Consigne détaillée:
Extrayez toutes les lignes ci-dessous qui contiennent la chaîne « blue ». La casse compte.

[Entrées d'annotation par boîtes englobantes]
....
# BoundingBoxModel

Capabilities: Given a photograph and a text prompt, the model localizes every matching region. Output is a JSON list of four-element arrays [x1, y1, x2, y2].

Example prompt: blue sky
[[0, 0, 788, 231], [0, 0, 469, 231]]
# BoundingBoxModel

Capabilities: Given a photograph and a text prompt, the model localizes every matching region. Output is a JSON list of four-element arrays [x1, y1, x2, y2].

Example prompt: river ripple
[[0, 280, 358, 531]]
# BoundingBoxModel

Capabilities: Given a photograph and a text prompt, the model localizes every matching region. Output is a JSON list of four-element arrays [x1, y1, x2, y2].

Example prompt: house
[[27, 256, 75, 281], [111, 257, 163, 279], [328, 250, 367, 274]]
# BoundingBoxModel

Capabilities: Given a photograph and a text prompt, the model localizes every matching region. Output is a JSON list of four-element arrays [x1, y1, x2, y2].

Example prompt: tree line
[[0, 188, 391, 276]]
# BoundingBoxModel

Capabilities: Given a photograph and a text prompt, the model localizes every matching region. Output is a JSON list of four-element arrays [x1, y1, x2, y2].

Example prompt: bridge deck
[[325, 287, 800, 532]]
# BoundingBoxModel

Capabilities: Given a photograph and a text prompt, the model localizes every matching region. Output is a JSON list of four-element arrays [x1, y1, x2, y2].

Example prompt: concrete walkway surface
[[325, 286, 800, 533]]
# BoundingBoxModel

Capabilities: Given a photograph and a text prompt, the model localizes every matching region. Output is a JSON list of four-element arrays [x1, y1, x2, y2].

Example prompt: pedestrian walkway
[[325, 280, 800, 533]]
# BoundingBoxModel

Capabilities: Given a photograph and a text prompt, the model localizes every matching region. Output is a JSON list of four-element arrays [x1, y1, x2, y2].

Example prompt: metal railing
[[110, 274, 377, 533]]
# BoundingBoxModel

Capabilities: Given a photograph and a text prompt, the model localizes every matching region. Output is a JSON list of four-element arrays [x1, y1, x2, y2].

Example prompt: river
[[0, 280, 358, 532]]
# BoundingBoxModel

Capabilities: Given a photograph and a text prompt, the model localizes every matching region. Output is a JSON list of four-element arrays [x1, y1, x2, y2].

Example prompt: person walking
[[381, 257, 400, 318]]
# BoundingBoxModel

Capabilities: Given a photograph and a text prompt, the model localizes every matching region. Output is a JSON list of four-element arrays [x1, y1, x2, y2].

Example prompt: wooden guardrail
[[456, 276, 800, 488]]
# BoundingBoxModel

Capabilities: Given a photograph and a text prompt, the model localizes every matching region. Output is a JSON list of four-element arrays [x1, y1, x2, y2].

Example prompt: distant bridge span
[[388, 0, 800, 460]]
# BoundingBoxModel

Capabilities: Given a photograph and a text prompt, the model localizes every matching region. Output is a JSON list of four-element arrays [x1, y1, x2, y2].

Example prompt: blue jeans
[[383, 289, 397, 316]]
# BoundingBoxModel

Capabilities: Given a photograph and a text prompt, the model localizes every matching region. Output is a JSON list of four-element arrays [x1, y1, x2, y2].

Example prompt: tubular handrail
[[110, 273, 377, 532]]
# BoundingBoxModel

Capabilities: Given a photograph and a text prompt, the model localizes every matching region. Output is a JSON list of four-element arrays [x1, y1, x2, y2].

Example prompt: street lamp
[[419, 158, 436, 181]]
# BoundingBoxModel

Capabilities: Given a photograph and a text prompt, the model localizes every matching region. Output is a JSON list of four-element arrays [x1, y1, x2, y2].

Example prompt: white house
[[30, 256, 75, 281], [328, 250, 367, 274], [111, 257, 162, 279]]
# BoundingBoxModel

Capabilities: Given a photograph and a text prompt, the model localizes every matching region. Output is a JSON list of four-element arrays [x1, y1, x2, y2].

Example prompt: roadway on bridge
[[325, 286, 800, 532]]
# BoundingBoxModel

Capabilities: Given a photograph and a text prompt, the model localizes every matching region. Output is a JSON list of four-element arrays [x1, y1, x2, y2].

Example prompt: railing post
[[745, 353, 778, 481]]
....
Résultat attendu:
Example prompt: blue sky
Example prompt: blue jeans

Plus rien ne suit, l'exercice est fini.